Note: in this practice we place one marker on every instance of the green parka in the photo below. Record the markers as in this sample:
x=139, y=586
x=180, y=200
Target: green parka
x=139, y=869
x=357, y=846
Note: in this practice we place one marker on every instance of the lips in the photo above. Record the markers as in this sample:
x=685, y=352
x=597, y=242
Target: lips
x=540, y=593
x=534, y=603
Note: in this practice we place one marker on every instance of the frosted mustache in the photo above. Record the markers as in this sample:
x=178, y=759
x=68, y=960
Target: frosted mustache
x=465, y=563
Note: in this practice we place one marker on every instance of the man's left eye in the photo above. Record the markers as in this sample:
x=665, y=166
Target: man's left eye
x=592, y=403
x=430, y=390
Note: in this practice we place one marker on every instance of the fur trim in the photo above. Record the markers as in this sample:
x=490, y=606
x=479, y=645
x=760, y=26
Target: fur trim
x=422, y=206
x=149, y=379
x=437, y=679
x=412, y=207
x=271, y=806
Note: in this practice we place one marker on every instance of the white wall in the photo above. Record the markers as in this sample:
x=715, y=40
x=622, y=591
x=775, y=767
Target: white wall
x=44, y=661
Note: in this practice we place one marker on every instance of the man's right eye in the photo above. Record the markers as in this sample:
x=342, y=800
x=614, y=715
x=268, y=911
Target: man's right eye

● **Work order**
Say every entry again, exactly as it reads.

● **Answer to this exercise**
Note: in this practice we place one marker on every instance of the green parka in the photo below. Record the markers as in this sample:
x=139, y=586
x=180, y=200
Target: green parka
x=139, y=869
x=357, y=846
Note: in this practice we place one marker on every instance of the lips in the photo above. Record the markers as in this sample:
x=685, y=352
x=597, y=242
Target: lips
x=540, y=593
x=534, y=603
Note: in this practice we place one marker on every instance of the frosted mustache in the photo above. Record the markers as in this sample:
x=178, y=759
x=68, y=960
Target: frosted mustache
x=465, y=563
Note: in this practice we place one marker on every instance of the man's left eye in the photo above. Record the markers as in this sample:
x=665, y=166
Target: man's left eye
x=592, y=403
x=430, y=390
Note: in this practice we place one marker on every instance of the fur trim in the photo above. Record the markers as in this sample:
x=490, y=606
x=479, y=645
x=760, y=26
Target: fur trim
x=422, y=206
x=149, y=379
x=437, y=679
x=412, y=207
x=271, y=806
Note: in this practice we place one marker on every instance of the white wall in the photo above. Record the markers as in this sample:
x=715, y=40
x=622, y=591
x=775, y=767
Target: white wall
x=44, y=661
Note: in this practice we place one marker on every instance of the man's right eye in the photo above. Record the markers as in this sample:
x=342, y=800
x=614, y=715
x=268, y=911
Target: man's right eye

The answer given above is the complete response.